Items from a data source
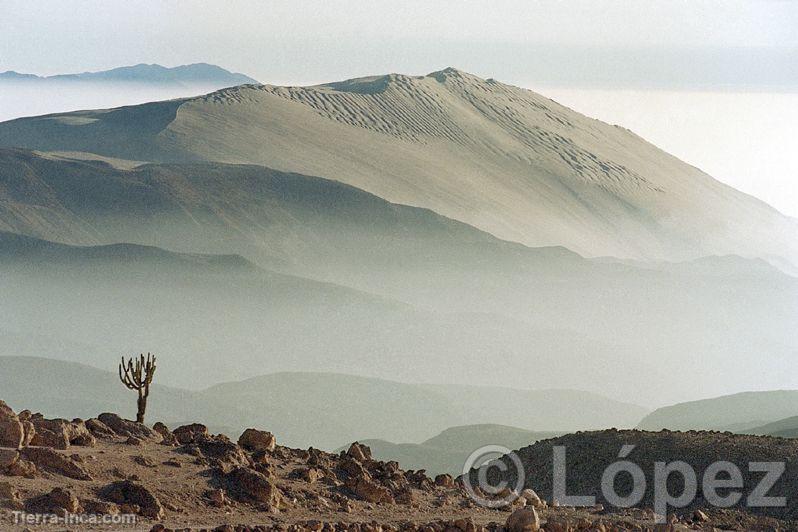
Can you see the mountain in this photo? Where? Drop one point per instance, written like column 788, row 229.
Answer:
column 194, row 74
column 739, row 412
column 65, row 389
column 366, row 408
column 334, row 408
column 448, row 451
column 783, row 428
column 437, row 291
column 500, row 158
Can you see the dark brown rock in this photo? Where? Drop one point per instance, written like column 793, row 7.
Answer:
column 52, row 461
column 126, row 492
column 191, row 433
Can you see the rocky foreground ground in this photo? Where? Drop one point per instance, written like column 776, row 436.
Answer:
column 188, row 479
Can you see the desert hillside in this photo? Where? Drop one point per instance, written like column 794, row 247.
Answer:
column 189, row 479
column 428, row 289
column 501, row 158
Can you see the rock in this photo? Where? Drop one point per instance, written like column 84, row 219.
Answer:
column 444, row 480
column 219, row 451
column 311, row 475
column 9, row 497
column 99, row 429
column 523, row 520
column 126, row 428
column 370, row 491
column 532, row 498
column 192, row 433
column 22, row 468
column 249, row 485
column 126, row 492
column 58, row 501
column 166, row 434
column 52, row 461
column 257, row 440
column 60, row 433
column 359, row 452
column 7, row 457
column 100, row 507
column 12, row 433
column 217, row 498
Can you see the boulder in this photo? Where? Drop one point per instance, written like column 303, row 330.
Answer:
column 523, row 520
column 52, row 461
column 219, row 451
column 58, row 501
column 12, row 432
column 444, row 480
column 532, row 498
column 248, row 485
column 22, row 468
column 359, row 452
column 127, row 428
column 9, row 496
column 7, row 457
column 127, row 492
column 191, row 433
column 257, row 440
column 60, row 433
column 166, row 434
column 99, row 429
column 370, row 491
column 100, row 507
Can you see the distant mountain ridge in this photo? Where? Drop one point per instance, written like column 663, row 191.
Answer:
column 197, row 73
column 335, row 409
column 500, row 158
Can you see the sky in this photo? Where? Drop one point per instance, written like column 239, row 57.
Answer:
column 714, row 82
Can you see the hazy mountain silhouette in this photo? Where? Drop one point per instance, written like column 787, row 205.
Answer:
column 500, row 158
column 194, row 74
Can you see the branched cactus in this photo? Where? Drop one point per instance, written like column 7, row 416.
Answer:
column 137, row 375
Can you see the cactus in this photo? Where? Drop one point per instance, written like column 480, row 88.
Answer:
column 137, row 375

## [INSTRUCTIONS FOR THE TASK]
Would you copy all of the data exactly? Keep the pictures out of it.

## [FINISHED EXERCISE]
Can you see the mountain in this photo? Where? Drop one point per instance, written like column 788, row 229.
Answer:
column 194, row 74
column 739, row 412
column 65, row 389
column 366, row 408
column 334, row 408
column 448, row 451
column 783, row 428
column 437, row 291
column 500, row 158
Can you see the dark brown rock in this photo? Where? Drop one point per instance, written like column 793, row 7.
Answer:
column 52, row 461
column 126, row 492
column 191, row 433
Can you see the rocky foreground ground in this photo? Where? Drop one point per instance, written like column 776, row 436.
Answer:
column 188, row 479
Can you see the desert hillside in this photo? Where? Drop one point per instance, written like column 794, row 247.
Answer:
column 189, row 479
column 428, row 289
column 501, row 158
Can you see the rock in this photo? Where? Drop one point per instance, written like column 84, row 219.
Answer:
column 444, row 480
column 219, row 451
column 311, row 475
column 9, row 497
column 99, row 429
column 523, row 520
column 126, row 428
column 370, row 491
column 532, row 498
column 192, row 433
column 22, row 468
column 249, row 485
column 126, row 492
column 58, row 501
column 166, row 434
column 52, row 461
column 257, row 440
column 60, row 433
column 359, row 452
column 7, row 457
column 100, row 507
column 12, row 433
column 217, row 498
Can you see the boulder in this photo? Where? Drop one point per instance, written like column 303, row 330.
Answer:
column 523, row 520
column 52, row 461
column 219, row 451
column 58, row 501
column 12, row 432
column 444, row 480
column 532, row 498
column 248, row 485
column 22, row 468
column 359, row 452
column 127, row 428
column 9, row 496
column 7, row 457
column 127, row 492
column 191, row 433
column 257, row 440
column 60, row 433
column 166, row 434
column 99, row 429
column 370, row 491
column 100, row 507
Can you see the distant mountain ridge in this photo? Where? Drop one point per instance, written like column 663, row 191.
Answer:
column 197, row 73
column 335, row 409
column 500, row 158
Can you see the sky in this photo? Where? Drop one point per instance, written like column 239, row 57.
Answer:
column 714, row 82
Can you see the hazy mountain silhouette in this photo? Where? Drop one point per instance, written like column 787, row 205.
Answer:
column 500, row 158
column 194, row 74
Can you see the branched cactus in this photo? Where? Drop one point per instance, written like column 7, row 416.
Answer:
column 137, row 375
Can you see the cactus in this photo? Where? Drop one point per instance, written like column 480, row 88.
Answer:
column 137, row 375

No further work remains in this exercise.